>> Start
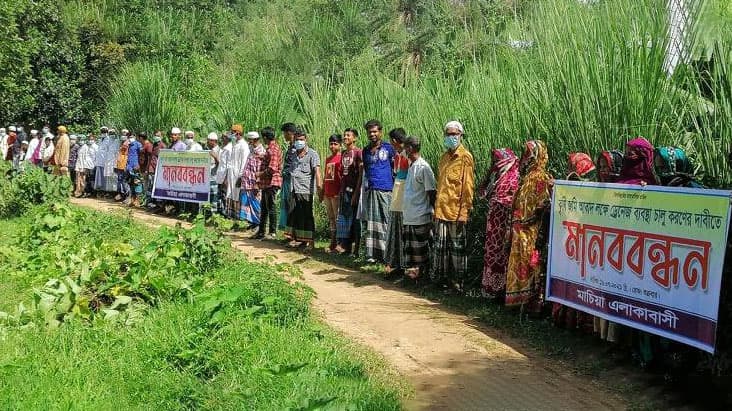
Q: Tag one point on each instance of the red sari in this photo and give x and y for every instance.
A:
(499, 187)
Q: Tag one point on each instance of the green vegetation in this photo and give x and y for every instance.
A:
(580, 75)
(97, 310)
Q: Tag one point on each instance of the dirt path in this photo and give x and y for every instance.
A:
(452, 362)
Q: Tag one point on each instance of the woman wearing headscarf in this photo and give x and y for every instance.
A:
(581, 168)
(673, 168)
(609, 163)
(638, 163)
(523, 278)
(499, 187)
(638, 169)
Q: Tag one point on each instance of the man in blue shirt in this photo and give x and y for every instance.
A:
(132, 169)
(378, 179)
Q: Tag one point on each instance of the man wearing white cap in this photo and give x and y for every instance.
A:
(47, 151)
(120, 167)
(100, 159)
(176, 143)
(10, 143)
(222, 174)
(33, 154)
(3, 143)
(250, 196)
(191, 143)
(61, 153)
(455, 184)
(212, 143)
(238, 160)
(73, 156)
(21, 156)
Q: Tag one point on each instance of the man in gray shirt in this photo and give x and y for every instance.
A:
(306, 181)
(418, 208)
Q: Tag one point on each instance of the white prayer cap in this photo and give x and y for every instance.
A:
(455, 125)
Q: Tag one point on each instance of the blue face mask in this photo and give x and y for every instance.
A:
(451, 142)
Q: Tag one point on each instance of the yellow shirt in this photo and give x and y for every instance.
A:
(455, 184)
(122, 155)
(61, 154)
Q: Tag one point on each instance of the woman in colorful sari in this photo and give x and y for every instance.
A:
(638, 163)
(673, 168)
(250, 195)
(609, 163)
(581, 168)
(638, 169)
(523, 278)
(499, 187)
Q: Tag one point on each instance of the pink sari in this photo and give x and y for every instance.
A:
(499, 187)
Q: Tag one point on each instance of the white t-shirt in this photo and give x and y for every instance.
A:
(416, 204)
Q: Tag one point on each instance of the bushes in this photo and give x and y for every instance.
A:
(164, 319)
(88, 276)
(20, 192)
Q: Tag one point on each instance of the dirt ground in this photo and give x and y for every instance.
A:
(452, 362)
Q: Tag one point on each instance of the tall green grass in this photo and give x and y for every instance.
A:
(247, 340)
(592, 78)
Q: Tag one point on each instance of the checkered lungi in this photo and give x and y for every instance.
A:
(416, 240)
(449, 257)
(376, 216)
(394, 244)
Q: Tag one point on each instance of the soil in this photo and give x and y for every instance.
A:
(451, 361)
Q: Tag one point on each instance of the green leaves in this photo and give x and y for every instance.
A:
(90, 277)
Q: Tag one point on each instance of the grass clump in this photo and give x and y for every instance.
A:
(239, 335)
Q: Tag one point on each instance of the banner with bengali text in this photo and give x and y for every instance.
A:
(649, 257)
(182, 176)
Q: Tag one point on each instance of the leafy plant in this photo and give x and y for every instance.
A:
(30, 188)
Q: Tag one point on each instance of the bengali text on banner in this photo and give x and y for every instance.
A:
(649, 257)
(182, 176)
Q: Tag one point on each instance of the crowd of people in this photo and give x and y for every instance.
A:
(384, 196)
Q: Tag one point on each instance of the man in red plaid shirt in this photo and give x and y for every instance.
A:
(270, 182)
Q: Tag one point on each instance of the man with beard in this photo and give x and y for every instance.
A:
(238, 160)
(33, 154)
(378, 164)
(61, 153)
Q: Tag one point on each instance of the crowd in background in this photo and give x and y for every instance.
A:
(383, 196)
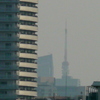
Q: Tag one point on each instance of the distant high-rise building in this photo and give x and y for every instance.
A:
(18, 48)
(45, 66)
(66, 80)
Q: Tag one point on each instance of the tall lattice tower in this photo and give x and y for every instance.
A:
(18, 36)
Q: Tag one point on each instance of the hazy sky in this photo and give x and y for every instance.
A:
(83, 25)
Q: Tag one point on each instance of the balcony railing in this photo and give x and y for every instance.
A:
(8, 86)
(11, 1)
(8, 67)
(16, 77)
(9, 58)
(13, 19)
(9, 38)
(8, 96)
(9, 29)
(9, 10)
(12, 48)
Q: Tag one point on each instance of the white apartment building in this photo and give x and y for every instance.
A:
(18, 36)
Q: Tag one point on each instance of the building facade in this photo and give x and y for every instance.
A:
(18, 48)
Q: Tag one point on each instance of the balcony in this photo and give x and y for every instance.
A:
(8, 96)
(9, 29)
(9, 77)
(9, 58)
(9, 10)
(12, 48)
(13, 19)
(9, 39)
(9, 1)
(9, 67)
(10, 86)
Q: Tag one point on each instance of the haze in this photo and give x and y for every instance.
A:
(83, 25)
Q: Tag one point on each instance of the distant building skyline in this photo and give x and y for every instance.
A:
(45, 66)
(66, 80)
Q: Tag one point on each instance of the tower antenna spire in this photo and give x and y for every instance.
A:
(65, 51)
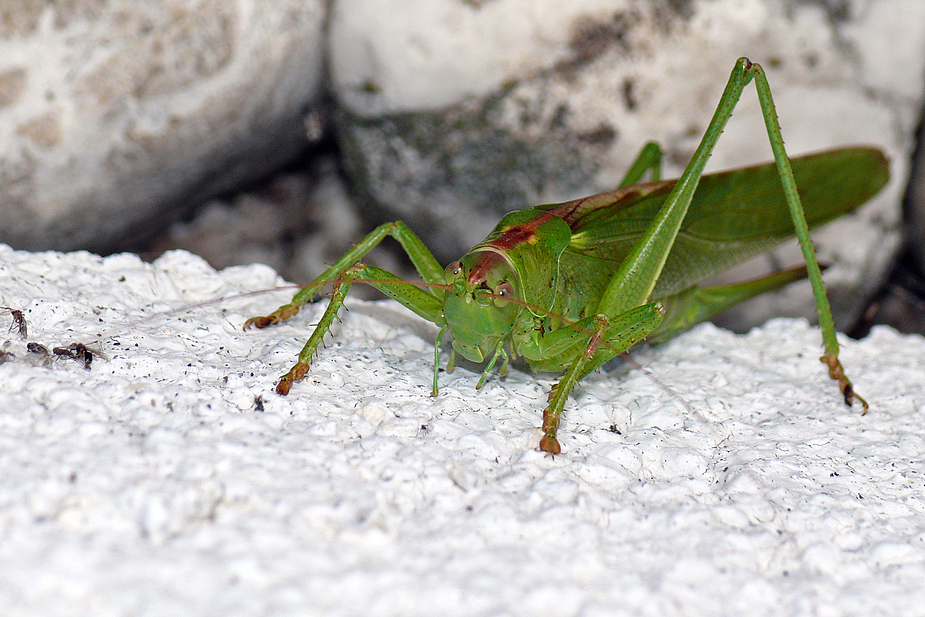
>> End
▸ Given exercise: Rewrite all of the records above, replacing "in this photo" with "in this image" wherever it appears and leaving everything else unchanged. Leave the pictures out.

▸ Task response:
Q: Tag one point on each instance of the red sari in this image and give x and y for every instance.
A:
(499, 187)
Q: Tag one point on each instance of the green vegetation in this image and give x and y for every instance.
A:
(580, 75)
(97, 310)
Q: Tag one point on each instance of the dirt path in this image and give x and y for every instance.
A:
(452, 362)
Q: Tag one point on each instance of the woman wearing headscarf in this image and give x and y for every instance.
A:
(581, 168)
(673, 168)
(609, 163)
(638, 163)
(523, 278)
(499, 187)
(638, 169)
Q: Tag one point on each instance of the man in blue shirt in this image and give x and y for every instance.
A:
(132, 169)
(378, 179)
Q: Tag one point on each instance of the man wearing white cap in this image and give x and y for every instance.
A:
(47, 151)
(120, 167)
(100, 159)
(176, 143)
(10, 143)
(222, 174)
(33, 154)
(3, 143)
(250, 196)
(191, 143)
(61, 153)
(455, 184)
(212, 143)
(238, 160)
(73, 156)
(21, 156)
Q: Tag one point on each instance of the man in gray shirt in this image and give x and y for every instance.
A:
(306, 181)
(418, 208)
Q: Tag one point on each instance of the white prayer cap in this image and give x and y for every instance.
A:
(455, 125)
Q: Tag one point on each instance of the blue face mask in this image and give x and y for every instance.
A:
(451, 142)
Q: Tag one point on each instance of the yellow shirt in this image and give x and y for every instance.
A:
(455, 184)
(122, 155)
(61, 154)
Q: Tag one point on each instance of the woman in colorful sari in this image and give x and y for every instance.
A:
(638, 163)
(673, 168)
(250, 195)
(609, 163)
(581, 168)
(638, 169)
(523, 278)
(499, 187)
Q: Tag one point on each instance of the pink sari in this image and give x and y for every instance.
A:
(499, 187)
Q: Tag one point on each instance of the white t-shirt in this image and give x and y for every instance.
A:
(416, 204)
Q: Tag one point on each instance of the bushes in this image and give x and y for every instance.
A:
(164, 319)
(88, 276)
(20, 192)
Q: Tag one point on each instance of the dirt ground in this image and give x and y for every instance.
A:
(452, 362)
Q: Tag one point on each instance of the tall green grass in this image and give x and y for every instance.
A:
(247, 340)
(592, 78)
Q: Tag one point on each instance of the checkered lungi in this image and give x and y for every instance.
A:
(416, 240)
(449, 257)
(376, 216)
(394, 244)
Q: Tag one point on each instance of the soil in this image and give x and y for every instance.
A:
(451, 361)
Q: Tag one point on each instance of the green leaves in this image and give x and y for every instance.
A:
(90, 277)
Q: Tag one point on each instance of the grass clump in this image and give x and y for every instance.
A:
(239, 335)
Q: Tag one point on each instance of the banner with bengali text in this image and give x and y for every instance.
A:
(649, 257)
(182, 176)
Q: Tag one point on each instance of the leafy plant in this image and give x and y for every instance.
A:
(30, 188)
Q: Tag one point on each instance of the bengali text on banner in this image and give x and y for every instance.
A:
(649, 257)
(182, 176)
Q: Tag one point on each instance of the crowd of people in this image and give x and y for every instance.
A:
(384, 196)
Q: Tag one point on each instance of the man in red plaid shirt in this image and give x and y for every instance.
A:
(270, 182)
Q: Tag one point on each instance of the man with beard in this image and give x and y for every instance.
A:
(238, 160)
(33, 154)
(378, 164)
(61, 153)
Q: Tag one point on each instance of the crowd in background in this image and give x and y for every instance.
A:
(383, 196)
Q: Tag one point on each instance of the distant high-rise building in this image and give x and y for every instance.
A:
(18, 48)
(45, 66)
(66, 80)
Q: Tag one point on each instance of the tall lattice tower in this image and give x and y for every instance.
A:
(18, 36)
Q: Tag one point on each instance of the hazy sky in this image and give x and y for every instance.
A:
(83, 25)
Q: Tag one point on each instance of the balcony railing in this image and give x and y for every instance.
A:
(8, 86)
(11, 1)
(8, 67)
(16, 77)
(9, 58)
(13, 19)
(9, 38)
(8, 96)
(9, 29)
(9, 10)
(12, 48)
Q: Tag one point on each instance of the white apartment building in this image and give x and y for every instance.
A:
(18, 36)
Q: Tag one point on each instance of the building facade in this image and give x and y for every instance.
A:
(18, 48)
Q: Tag one point on each instance of the balcony in this image and give x and y for every instance.
A:
(8, 96)
(9, 29)
(9, 77)
(9, 58)
(9, 10)
(12, 48)
(13, 19)
(9, 39)
(9, 1)
(9, 67)
(10, 86)
Q: Tag one point on each instance of the haze in this image and give x and y for every instance.
A:
(83, 25)
Q: Tag one point on each instance of the distant building skyline in this image and give x and y for every instance.
A:
(45, 66)
(66, 80)
Q: Tag one point on each instance of the tower antenna spire in this image and give x and y for every instance.
A:
(65, 51)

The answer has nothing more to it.